Stated exercise a ->
Set down, word for word, the portion of the hockey recap starting at "This was the" and ending at "and other observations.".

Page text ->
This was the first goal Johan Hedberg gave up tonight. It went off his stick and through his legs. It was a bad one and it wouldn't be his last one in a 4-2 loss to Toronto. - USA TODAY Sports
The New Jersey Devils dropped their fifth straight by giving up three in the third period to lose 4-2 to the Toronto Maple Leafs. This recap goes into how well the Devils were at possession, how they lost regardless, and other observations.
Five winless games. It's been eleven days since the New Jersey Devils won a professional game of hockey in the National Hockey League. They had their chance tonight against the Toronto Maple Leafs. They played a good first period. They played an even better second period. They went up 2-1 in the second periods. They came close to making it 3-1 as they didn't sit on the lead. All the Devils needed to do was to put together one more good period. Or even an average period. Just enough of a performance to keep the Leafs at bay as they have been all game long.
They did not. They laid an egg. A bad giveaway by Patrik Elias led to Jay McClement cutting to the slot and putting a short shot off the left post and Johan Hedberg before it fell into the net. It took 39 seconds for the Leafs to tie up the game. The following 19:21 was an exercise in frustration as the Leafs played like they were on New Jersey's level. After being out-shot 18-10 after two periods, they out-shot the Devils 13-12. After getting only a few odd man rushes as their offense, they actually carried the puck into New Jersey's end a few times and had strong shifts of offensive pressure. More importantly, they scored two more goals. Clarke MacArthur was all alone in front of Hedberg seconds after a power play began and put one past his stick from a missed poke check and through his open legs. A bizarre pinch by Marek Zidlicky minutes later yielded a two-on-one when the Devils couldn't keep the puck in deep. The two were James van Reimsdyk and Phil Kessel. The one was Andy Greene. Greene nor Hedberg had no chance as Kessel scored his first at the Air Canada Center all season to make it 4-2, Toronto Not even ten minutes into the third period and the score swapped from 2-1 to 2-4.
While there was plenty of time to make a game of it, I won't lie: my hopes of a comeback were slim to none. I was not the only Devils fan to feel that way. Part of that was because of their recent slide. In their previous seven games, the team scored exactly twelve goals. They haven't won in their last four and their only comeback attempt, Sunday at Buffalo, still only forced OT. Part of that was because the Leafs adjusted to what the Devils were doing and the Devils became less and less successful in what they were doing for two straight periods. It was plain by eyesight that the game changed, and it clearly helped the Leafs play one strong period to win it. Part of it was because Johan Hedberg was such a nightmare that even if the Devils did tie it up, who knows whether it would have lasted? The reality is that it's all three.

Task input ->

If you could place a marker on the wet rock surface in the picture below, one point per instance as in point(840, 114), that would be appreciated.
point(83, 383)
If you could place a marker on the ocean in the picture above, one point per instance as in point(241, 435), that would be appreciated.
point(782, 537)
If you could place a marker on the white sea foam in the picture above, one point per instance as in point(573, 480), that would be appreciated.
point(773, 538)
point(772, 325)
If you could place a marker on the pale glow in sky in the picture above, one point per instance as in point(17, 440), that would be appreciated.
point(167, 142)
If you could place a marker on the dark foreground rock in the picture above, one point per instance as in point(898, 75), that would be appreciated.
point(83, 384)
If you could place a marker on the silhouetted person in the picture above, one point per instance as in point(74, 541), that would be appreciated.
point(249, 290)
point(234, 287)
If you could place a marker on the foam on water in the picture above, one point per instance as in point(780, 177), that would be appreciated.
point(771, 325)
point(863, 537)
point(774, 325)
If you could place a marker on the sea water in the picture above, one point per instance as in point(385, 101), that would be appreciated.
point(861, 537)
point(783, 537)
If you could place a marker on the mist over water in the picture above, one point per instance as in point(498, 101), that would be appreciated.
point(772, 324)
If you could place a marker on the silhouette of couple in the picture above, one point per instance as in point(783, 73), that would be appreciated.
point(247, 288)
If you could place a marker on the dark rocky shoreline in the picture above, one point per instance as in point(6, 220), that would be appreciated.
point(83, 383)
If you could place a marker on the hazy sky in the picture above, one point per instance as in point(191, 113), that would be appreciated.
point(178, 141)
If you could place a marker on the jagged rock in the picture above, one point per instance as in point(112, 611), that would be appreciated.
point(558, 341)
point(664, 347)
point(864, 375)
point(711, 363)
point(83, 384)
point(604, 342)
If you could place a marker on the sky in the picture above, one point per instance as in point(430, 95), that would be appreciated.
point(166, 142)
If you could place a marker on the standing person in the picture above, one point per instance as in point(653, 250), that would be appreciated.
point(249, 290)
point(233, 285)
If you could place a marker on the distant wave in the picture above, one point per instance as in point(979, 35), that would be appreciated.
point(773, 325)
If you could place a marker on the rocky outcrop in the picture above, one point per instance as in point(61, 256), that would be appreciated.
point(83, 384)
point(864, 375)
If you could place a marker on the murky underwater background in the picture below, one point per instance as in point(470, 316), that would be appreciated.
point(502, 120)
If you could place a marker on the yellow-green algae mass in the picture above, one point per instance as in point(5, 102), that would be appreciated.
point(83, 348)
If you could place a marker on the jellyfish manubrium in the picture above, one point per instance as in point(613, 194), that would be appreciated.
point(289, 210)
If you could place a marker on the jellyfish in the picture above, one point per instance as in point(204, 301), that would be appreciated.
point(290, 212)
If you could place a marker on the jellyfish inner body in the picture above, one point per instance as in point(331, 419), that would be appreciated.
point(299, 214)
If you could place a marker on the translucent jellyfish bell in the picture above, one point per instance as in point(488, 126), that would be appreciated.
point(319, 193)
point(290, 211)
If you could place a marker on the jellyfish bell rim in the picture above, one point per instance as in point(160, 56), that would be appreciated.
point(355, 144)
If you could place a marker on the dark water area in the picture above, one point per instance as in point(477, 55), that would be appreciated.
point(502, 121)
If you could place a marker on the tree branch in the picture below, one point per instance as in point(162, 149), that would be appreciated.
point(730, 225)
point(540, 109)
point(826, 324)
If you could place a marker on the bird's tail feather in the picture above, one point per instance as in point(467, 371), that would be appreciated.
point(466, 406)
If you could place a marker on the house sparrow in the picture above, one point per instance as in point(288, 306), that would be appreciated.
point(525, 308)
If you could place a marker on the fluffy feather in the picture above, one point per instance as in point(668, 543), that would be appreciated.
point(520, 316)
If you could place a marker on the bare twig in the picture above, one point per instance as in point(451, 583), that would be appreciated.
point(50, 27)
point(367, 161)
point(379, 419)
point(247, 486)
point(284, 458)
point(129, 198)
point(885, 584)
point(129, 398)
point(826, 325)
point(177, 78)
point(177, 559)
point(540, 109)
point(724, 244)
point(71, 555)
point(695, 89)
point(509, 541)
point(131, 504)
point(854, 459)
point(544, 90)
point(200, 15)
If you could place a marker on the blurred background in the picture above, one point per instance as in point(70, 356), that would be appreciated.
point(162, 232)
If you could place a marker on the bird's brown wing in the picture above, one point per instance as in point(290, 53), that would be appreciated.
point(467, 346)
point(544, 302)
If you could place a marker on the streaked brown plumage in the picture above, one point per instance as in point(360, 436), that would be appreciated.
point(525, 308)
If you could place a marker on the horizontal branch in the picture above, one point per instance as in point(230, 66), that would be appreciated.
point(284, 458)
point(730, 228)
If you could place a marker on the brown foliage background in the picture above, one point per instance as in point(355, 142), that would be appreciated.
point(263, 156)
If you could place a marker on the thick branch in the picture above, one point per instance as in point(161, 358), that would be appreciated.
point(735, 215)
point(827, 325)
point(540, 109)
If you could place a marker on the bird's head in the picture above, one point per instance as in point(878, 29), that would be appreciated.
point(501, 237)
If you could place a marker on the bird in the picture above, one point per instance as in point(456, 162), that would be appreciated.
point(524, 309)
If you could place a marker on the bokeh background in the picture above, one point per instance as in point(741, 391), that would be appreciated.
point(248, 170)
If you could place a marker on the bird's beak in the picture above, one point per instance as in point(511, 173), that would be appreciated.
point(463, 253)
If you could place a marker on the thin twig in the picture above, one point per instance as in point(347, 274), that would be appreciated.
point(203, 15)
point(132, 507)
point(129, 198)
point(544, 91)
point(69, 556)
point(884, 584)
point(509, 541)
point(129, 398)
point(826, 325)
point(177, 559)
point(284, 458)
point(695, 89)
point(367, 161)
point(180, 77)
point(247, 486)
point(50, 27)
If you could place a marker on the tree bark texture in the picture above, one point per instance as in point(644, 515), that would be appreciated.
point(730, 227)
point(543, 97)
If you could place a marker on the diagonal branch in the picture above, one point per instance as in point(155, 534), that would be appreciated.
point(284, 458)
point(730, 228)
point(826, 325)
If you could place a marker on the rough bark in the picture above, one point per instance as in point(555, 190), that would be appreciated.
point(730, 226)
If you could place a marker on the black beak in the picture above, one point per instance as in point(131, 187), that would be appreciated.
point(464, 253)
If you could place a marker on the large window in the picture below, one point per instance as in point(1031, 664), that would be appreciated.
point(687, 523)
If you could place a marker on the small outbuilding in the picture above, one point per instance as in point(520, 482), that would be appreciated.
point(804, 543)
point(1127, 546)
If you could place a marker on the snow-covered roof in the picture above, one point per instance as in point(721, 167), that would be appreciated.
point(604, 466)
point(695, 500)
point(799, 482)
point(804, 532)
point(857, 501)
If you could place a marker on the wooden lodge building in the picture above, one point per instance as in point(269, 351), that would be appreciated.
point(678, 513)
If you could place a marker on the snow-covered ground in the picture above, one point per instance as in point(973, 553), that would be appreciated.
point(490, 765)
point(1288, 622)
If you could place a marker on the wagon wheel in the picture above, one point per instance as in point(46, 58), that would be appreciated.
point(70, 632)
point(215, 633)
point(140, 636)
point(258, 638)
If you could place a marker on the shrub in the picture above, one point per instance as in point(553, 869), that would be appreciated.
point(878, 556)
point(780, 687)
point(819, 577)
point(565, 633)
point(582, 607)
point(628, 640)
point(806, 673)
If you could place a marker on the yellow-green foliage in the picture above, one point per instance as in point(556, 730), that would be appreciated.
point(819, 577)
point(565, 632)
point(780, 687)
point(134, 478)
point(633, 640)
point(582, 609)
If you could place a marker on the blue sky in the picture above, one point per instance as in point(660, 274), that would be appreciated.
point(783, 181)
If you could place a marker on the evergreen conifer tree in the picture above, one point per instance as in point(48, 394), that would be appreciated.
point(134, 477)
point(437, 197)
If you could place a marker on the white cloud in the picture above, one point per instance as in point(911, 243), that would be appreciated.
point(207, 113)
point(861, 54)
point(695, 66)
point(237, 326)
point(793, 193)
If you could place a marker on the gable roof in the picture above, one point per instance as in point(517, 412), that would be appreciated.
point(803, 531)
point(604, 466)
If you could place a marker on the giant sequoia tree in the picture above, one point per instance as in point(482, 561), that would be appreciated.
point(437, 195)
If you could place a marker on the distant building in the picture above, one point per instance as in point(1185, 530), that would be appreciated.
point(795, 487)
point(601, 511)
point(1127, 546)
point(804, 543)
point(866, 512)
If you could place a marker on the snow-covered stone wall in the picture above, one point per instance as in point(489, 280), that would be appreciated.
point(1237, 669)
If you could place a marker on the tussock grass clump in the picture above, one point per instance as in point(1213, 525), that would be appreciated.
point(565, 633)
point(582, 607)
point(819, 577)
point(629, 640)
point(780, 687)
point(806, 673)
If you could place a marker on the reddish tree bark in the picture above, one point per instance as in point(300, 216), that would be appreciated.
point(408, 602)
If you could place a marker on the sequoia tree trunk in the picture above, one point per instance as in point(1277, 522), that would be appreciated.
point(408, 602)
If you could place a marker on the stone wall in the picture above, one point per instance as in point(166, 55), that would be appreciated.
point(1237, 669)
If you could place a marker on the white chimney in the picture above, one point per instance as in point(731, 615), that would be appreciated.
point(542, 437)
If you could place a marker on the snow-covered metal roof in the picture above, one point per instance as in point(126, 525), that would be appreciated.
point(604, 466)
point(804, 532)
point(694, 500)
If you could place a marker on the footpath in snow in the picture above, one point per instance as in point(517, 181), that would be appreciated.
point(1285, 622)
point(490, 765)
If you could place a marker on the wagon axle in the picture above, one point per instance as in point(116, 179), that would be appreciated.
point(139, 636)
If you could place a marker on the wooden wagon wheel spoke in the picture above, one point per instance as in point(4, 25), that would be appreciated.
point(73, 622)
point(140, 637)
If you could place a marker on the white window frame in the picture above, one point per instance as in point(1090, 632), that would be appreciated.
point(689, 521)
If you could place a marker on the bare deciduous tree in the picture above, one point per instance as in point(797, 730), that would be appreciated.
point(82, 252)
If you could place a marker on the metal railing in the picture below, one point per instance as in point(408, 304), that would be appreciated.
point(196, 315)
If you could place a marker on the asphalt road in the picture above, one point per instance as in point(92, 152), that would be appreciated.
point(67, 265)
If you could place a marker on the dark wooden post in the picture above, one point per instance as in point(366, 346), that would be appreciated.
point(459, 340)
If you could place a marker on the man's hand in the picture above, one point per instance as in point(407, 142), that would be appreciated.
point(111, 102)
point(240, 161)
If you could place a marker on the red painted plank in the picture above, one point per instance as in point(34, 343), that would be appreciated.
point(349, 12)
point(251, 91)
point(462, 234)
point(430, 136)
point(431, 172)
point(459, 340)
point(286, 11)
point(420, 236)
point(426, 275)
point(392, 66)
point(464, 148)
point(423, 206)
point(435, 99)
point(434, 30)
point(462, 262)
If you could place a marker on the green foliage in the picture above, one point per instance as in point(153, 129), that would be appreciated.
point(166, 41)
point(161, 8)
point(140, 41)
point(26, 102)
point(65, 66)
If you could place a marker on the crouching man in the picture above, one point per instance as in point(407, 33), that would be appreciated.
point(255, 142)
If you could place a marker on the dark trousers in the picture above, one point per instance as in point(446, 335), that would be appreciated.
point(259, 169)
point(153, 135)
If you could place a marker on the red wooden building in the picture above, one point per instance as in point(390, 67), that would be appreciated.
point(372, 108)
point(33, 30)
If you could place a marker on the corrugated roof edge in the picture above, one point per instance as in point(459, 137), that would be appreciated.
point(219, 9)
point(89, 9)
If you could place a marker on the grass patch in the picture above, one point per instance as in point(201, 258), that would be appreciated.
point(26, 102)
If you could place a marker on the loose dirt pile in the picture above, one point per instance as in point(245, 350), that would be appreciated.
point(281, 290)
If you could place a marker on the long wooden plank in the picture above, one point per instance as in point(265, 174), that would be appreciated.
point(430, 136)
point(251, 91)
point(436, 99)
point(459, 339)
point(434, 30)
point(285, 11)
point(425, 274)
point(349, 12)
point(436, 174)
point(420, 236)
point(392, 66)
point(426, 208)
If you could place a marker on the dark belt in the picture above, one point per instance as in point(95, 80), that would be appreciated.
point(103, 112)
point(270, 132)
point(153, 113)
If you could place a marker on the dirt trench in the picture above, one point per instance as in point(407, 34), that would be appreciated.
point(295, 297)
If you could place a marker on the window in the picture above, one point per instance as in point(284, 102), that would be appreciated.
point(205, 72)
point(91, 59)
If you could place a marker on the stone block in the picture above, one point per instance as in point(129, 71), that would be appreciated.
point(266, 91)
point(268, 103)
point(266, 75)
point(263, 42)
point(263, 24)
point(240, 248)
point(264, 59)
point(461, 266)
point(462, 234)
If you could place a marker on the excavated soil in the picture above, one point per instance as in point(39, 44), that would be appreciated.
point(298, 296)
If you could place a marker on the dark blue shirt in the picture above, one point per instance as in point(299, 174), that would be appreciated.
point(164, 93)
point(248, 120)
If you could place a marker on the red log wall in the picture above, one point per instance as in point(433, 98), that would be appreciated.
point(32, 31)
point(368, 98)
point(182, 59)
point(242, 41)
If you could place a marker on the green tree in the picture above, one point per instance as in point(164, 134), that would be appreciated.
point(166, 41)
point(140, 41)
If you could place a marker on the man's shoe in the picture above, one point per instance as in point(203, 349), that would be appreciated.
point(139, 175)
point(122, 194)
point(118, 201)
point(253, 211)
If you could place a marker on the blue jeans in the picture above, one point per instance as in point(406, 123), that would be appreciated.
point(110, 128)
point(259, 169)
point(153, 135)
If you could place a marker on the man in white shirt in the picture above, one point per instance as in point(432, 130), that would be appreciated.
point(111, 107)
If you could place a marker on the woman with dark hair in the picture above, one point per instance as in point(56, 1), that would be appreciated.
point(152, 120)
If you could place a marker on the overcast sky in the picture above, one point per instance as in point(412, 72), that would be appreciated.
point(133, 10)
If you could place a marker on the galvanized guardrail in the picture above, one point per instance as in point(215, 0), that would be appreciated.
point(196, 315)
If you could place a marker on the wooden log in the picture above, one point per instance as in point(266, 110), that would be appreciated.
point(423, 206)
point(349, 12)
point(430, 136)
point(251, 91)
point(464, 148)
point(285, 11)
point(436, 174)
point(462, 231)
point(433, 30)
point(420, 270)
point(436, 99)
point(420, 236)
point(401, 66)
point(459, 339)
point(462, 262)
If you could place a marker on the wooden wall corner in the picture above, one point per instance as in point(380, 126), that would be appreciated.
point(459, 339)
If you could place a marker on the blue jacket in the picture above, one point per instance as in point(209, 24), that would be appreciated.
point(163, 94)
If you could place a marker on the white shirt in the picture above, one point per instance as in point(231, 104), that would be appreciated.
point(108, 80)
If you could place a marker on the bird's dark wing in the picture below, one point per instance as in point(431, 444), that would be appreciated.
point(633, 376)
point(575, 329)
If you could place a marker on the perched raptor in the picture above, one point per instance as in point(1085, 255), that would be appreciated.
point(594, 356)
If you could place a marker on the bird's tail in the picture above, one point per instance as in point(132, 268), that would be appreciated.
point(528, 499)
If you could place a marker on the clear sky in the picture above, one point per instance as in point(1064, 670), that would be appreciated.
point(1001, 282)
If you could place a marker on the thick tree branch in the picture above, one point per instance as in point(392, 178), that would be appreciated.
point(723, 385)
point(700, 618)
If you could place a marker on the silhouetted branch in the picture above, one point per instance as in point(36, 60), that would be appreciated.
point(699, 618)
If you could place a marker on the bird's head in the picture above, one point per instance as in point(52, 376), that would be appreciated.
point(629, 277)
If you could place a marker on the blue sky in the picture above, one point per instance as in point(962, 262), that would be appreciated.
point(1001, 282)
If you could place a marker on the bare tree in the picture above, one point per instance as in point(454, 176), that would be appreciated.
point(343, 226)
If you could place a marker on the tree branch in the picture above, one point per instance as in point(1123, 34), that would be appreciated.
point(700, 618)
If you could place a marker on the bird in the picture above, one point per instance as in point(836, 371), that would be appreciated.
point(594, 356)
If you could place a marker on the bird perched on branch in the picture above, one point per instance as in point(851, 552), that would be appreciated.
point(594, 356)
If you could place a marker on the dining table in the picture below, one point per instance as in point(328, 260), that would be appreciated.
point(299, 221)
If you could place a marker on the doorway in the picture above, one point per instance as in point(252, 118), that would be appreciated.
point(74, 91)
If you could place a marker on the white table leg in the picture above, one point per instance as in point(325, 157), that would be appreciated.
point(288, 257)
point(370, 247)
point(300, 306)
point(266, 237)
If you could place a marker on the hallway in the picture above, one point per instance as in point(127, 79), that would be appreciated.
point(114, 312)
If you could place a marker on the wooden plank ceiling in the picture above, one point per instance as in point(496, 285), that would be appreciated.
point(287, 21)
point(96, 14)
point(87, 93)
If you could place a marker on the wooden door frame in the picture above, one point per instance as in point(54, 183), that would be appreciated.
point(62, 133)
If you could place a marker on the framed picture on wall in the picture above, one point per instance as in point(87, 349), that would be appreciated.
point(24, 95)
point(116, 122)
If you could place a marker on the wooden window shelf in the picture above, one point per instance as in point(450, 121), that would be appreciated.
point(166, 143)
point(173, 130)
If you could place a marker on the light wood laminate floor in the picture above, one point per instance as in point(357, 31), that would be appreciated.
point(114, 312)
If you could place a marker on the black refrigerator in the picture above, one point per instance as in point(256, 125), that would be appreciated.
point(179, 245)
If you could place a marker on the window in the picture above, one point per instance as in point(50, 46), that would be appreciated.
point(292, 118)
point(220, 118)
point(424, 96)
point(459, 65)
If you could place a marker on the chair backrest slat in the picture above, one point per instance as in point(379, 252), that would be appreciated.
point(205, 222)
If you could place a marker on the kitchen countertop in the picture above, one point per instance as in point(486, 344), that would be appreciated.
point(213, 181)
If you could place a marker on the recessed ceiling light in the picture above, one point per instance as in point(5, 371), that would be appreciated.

Stated exercise b ->
Update the lines of the listing starting at the line that contains "If you could place a marker on the clear" and ending at the line that contains "point(699, 618)", replacing "thick tree branch" with "sturdy tree limb" and leaving everything else unchanged. Return only those lines.

Correct output a ->
This was the first goal Johan Hedberg gave up tonight. It went off his stick and through his legs. It was a bad one and it wouldn't be his last one in a 4-2 loss to Toronto. - USA TODAY Sports
The New Jersey Devils dropped their fifth straight by giving up three in the third period to lose 4-2 to the Toronto Maple Leafs. This recap goes into how well the Devils were at possession, how they lost regardless, and other observations.

Correct output b ->
If you could place a marker on the clear sky in the picture above, one point per instance as in point(1064, 670), that would be appreciated.
point(1001, 282)
If you could place a marker on the sturdy tree limb in the picture above, one point per instance as in point(392, 178), that would be appreciated.
point(723, 385)
point(700, 618)
If you could place a marker on the silhouetted branch in the picture above, one point per instance as in point(36, 60), that would be appreciated.
point(699, 618)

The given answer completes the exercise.